- [Written request]
Write out each of the rows below word for word, with nothing changed.

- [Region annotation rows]
= = = = = = =

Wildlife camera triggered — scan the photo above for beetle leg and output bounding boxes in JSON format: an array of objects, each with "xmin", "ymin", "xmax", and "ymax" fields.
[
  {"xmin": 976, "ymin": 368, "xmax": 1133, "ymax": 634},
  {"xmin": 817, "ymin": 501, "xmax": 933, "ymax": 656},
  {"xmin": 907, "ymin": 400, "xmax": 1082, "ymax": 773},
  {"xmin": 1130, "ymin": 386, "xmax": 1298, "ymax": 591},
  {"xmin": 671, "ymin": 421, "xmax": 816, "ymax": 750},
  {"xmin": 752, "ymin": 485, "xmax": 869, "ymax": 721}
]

= = = = = = =

- [Answer to this problem]
Wildlife camera triggered — scan the photo above for beetle leg and output bounding boxes in JSON format: an array of objects, each with "xmin", "ymin", "xmax", and "ymax" fields.
[
  {"xmin": 976, "ymin": 368, "xmax": 1133, "ymax": 634},
  {"xmin": 817, "ymin": 501, "xmax": 933, "ymax": 656},
  {"xmin": 907, "ymin": 400, "xmax": 1082, "ymax": 773},
  {"xmin": 1130, "ymin": 386, "xmax": 1298, "ymax": 591},
  {"xmin": 671, "ymin": 421, "xmax": 816, "ymax": 750},
  {"xmin": 752, "ymin": 485, "xmax": 869, "ymax": 721}
]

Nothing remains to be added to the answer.